** RECORD EXCERPTS **
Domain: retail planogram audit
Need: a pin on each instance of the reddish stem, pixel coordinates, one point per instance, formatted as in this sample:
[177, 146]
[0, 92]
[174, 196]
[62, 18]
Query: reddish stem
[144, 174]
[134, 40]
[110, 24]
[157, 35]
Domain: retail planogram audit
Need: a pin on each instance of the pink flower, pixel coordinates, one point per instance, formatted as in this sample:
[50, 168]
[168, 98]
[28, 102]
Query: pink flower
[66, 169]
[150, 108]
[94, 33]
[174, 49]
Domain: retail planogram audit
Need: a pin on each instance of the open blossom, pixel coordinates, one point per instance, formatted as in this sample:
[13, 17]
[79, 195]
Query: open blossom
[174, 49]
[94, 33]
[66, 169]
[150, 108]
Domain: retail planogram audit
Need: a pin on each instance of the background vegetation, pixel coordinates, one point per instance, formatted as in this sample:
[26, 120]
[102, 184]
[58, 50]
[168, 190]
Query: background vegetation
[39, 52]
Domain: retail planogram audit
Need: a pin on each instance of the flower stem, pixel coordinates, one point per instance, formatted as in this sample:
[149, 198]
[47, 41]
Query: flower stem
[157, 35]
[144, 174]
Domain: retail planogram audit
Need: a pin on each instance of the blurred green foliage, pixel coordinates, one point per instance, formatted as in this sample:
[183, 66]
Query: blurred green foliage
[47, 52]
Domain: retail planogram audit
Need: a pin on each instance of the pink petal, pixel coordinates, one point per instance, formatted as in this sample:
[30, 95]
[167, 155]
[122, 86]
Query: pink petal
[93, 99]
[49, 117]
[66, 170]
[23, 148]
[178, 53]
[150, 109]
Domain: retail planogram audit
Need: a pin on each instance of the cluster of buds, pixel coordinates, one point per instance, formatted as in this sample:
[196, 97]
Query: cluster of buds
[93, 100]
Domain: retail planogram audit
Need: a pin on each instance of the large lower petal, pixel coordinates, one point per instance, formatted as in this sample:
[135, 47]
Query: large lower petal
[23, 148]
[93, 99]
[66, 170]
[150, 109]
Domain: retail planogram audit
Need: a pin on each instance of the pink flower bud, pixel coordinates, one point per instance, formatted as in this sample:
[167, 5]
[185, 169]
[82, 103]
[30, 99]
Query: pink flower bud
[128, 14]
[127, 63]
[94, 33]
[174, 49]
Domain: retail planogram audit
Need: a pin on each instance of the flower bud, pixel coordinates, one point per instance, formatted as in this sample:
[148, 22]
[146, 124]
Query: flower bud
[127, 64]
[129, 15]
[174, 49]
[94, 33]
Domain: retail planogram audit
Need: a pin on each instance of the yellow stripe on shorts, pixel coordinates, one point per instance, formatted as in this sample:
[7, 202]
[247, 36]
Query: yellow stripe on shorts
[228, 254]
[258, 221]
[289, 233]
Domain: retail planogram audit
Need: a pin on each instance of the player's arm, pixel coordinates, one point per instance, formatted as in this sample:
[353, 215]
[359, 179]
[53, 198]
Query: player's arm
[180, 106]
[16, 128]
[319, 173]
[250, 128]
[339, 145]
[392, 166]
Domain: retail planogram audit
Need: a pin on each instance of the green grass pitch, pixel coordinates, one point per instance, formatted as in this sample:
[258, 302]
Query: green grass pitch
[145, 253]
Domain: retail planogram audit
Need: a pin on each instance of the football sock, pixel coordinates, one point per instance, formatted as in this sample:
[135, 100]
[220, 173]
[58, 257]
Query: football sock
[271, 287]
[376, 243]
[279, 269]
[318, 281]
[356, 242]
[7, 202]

** TASK OBJECTIVE **
Copy out each line exactly.

** WRITTEN SOLUTION **
Domain: retail planogram audit
Need: a pin on each instance of the reddish stem, pixel coordinates, one point per instance, formatted as in this sample:
[177, 146]
[0, 92]
[174, 196]
[62, 18]
Query: reddish stem
[144, 174]
[134, 40]
[110, 24]
[157, 35]
Domain: retail planogram audit
Need: a pin on each instance of the pink flower, pixel coordinates, one point per instance, formatted as in this sample:
[50, 168]
[168, 98]
[28, 102]
Query: pink flower
[66, 169]
[150, 108]
[94, 33]
[174, 49]
Domain: retail planogram audit
Need: a pin on each instance of the open blossom, pixel coordinates, one point per instance, formatted as in this sample:
[13, 17]
[79, 195]
Query: open blossom
[174, 49]
[94, 33]
[66, 169]
[150, 108]
Domain: retail planogram audit
Need: a pin on each instance of the background vegetation, pixel coordinates, one point per instance, formatted as in this sample:
[26, 120]
[102, 184]
[58, 50]
[168, 190]
Query: background vegetation
[39, 52]
Domain: retail planogram audit
Need: a pin on each instance of the flower stem, pixel coordinates, one point per instance, formatted as in this sample:
[149, 198]
[47, 41]
Query: flower stem
[157, 35]
[144, 174]
Domain: retail planogram audit
Need: a pin on each instance of the blurred green foliage, pixel coordinates, one point per instance, formatted as in this sample:
[183, 66]
Query: blurred green foliage
[47, 52]
Domain: retail planogram audit
Need: a pin on each instance of the pink petal, pixel coordinates, one point per instance, formatted as in this sample:
[30, 95]
[167, 155]
[122, 86]
Query: pink petal
[93, 99]
[49, 117]
[66, 170]
[23, 148]
[178, 53]
[150, 109]
Domain: retail planogram audit
Need: a pin on each instance of the cluster of buds, pixel coordinates, one point per instance, formatted as in this sample:
[196, 97]
Query: cluster of buds
[93, 100]
Domain: retail planogram audit
Need: a pin on each instance of the large lower petal, pixel coordinates, one point per instance, formatted as in this sample:
[135, 47]
Query: large lower petal
[23, 148]
[93, 99]
[66, 170]
[150, 109]
Domain: retail planogram audit
Need: a pin on each instance of the pink flower bud, pixel coordinates, one point per instance, formatted as in this sample:
[167, 5]
[185, 169]
[82, 103]
[30, 99]
Query: pink flower bud
[128, 14]
[127, 63]
[94, 33]
[174, 49]
Domain: retail planogram audit
Need: a pin on each instance of the flower bud, pixel coordinates, one point per instance, formatted as in this sample:
[148, 22]
[146, 124]
Query: flower bud
[127, 64]
[129, 15]
[174, 49]
[94, 33]
Domain: retail planogram audit
Need: a pin on each instance of the yellow stripe on shorts, pixel coordinates, one point per instance, formatted as in this sample:
[7, 202]
[247, 36]
Query: yellow stripe on shorts
[228, 254]
[258, 221]
[289, 233]
Domain: retail planogram audit
Need: a pin on each instance of the player's arm, pixel coordinates, one point per instance, formatted as in this sample:
[353, 215]
[359, 179]
[53, 198]
Query: player's arm
[180, 106]
[16, 128]
[319, 173]
[250, 128]
[339, 145]
[392, 166]
Domain: retail planogram audit
Need: a pin on each instance of the green grass pitch, pixel coordinates, one point per instance, formatted as in this sample:
[258, 302]
Query: green grass pitch
[145, 253]
Domain: retail planogram audit
Need: a pin on each instance of the football sock, pixel coordinates, one point per instance, formatted as in this sample:
[135, 100]
[220, 173]
[58, 257]
Query: football sock
[271, 287]
[376, 243]
[279, 269]
[318, 281]
[356, 242]
[7, 202]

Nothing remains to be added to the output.